■ **Directions**: In the material below, turn the lines from the one containing "Where does a point fall on the gull's open" through the end into a numbered list, leaving out any blank lines.

■ **Listed records**:

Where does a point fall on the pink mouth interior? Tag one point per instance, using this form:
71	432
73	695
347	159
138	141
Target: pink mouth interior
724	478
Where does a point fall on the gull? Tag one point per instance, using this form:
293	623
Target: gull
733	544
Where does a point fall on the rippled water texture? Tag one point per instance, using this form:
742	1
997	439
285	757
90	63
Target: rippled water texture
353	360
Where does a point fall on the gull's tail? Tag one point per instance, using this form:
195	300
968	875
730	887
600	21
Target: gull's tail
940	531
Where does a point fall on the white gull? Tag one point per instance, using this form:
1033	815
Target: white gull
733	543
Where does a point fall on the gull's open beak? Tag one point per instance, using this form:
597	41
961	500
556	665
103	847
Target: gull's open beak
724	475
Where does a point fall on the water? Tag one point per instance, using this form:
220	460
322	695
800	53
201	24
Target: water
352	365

■ **Exercise output**:
1. Where does a point fall on the gull's open beak? Tag one point per instance, using this form:
2. 597	41
3. 961	500
4. 556	665
5. 103	847
6. Target: gull's open beak
7. 724	475
8. Where does a point fall on the water? Tag one point per instance, using this form:
9. 220	460
10. 322	695
11. 800	53
12. 201	24
13. Target: water
14. 352	365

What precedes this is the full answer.